> _To do_
Determine how many lines of the material contain the string "every", with uppercase and lowercase treated as distinct, and give only that number.

> _Extracted data entries_

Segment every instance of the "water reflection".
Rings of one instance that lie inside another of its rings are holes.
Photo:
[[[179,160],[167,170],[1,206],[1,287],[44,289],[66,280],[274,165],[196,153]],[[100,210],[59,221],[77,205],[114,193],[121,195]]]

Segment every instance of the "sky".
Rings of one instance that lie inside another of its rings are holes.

==

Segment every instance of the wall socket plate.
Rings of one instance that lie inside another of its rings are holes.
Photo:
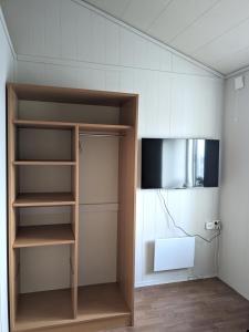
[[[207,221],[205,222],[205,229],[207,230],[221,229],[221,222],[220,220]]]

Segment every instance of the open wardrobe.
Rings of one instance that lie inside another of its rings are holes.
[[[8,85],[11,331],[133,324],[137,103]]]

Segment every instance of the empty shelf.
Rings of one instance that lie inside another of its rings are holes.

> _Answer to this exercise_
5